Without any pictures, restate the full set of records below exactly.

[Opening Data listing section]

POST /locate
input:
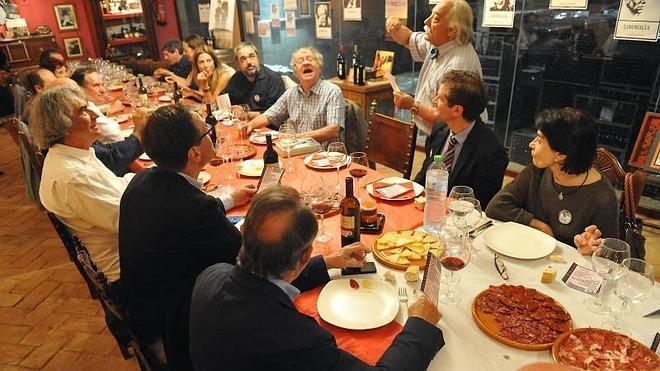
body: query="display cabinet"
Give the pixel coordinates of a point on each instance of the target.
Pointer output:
(125, 29)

[Closing Data listing section]

- _Written response_:
POST /locate
input:
body: query="display cabinet"
Give the pixel coordinates of a point on each instance of the target.
Pointer output:
(125, 29)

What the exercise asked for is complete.